Locate the line that contains "Target: swimming pool", then copy it and all later lines of the data below exactly, through the last one.

Excerpts from point annotation data:
--- START ---
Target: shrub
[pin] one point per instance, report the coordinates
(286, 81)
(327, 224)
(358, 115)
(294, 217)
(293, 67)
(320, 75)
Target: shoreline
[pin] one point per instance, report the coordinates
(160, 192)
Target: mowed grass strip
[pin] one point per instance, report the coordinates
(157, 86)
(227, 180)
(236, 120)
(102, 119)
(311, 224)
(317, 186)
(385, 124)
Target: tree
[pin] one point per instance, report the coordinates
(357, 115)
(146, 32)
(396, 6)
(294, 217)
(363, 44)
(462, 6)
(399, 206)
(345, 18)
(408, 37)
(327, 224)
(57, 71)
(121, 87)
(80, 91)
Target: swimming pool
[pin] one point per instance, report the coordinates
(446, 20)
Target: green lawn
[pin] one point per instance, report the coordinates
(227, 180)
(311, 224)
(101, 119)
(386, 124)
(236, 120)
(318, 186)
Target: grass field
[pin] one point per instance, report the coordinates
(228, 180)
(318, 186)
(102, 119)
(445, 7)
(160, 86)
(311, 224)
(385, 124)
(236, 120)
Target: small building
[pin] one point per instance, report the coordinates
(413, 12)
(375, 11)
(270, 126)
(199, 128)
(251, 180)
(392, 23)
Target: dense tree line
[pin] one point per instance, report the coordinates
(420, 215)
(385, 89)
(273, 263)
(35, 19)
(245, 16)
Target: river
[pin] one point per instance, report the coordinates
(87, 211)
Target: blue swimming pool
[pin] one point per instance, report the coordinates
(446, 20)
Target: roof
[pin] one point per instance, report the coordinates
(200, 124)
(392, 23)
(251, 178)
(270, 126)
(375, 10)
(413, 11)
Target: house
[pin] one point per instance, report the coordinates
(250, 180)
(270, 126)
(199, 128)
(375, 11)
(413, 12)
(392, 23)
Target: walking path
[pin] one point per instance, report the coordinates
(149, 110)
--- END ---
[EXERCISE ANSWER]
Target: swimming pool
[pin] one point per instance, report the coordinates
(446, 20)
Target: green lawn
[pin] one point per instance, report the coordinates
(227, 180)
(311, 224)
(101, 119)
(386, 124)
(236, 120)
(318, 186)
Target: grass field
[pin] one point per instance, report the coordinates
(228, 180)
(318, 186)
(102, 119)
(445, 7)
(160, 86)
(311, 224)
(385, 124)
(236, 120)
Target: small building
[pin] one point per instance, report the coordinates
(413, 12)
(375, 11)
(270, 126)
(199, 128)
(251, 180)
(392, 23)
Target: dense tree line
[pin] one point per instance, report the coordinates
(420, 215)
(385, 89)
(273, 263)
(35, 19)
(245, 16)
Target: river
[pin] one point per instance, report the coordinates
(87, 211)
Target: blue swimming pool
[pin] one point per instance, report the coordinates
(446, 20)
Target: roof
[pin] one point per instance, report the coordinates
(200, 124)
(392, 23)
(251, 178)
(270, 126)
(375, 10)
(413, 11)
Target: house
[pin] one point per instance, report the coordinates
(250, 180)
(270, 126)
(199, 128)
(375, 11)
(413, 12)
(392, 23)
Target: walking path
[pin] one point per instance, report the coordinates
(149, 110)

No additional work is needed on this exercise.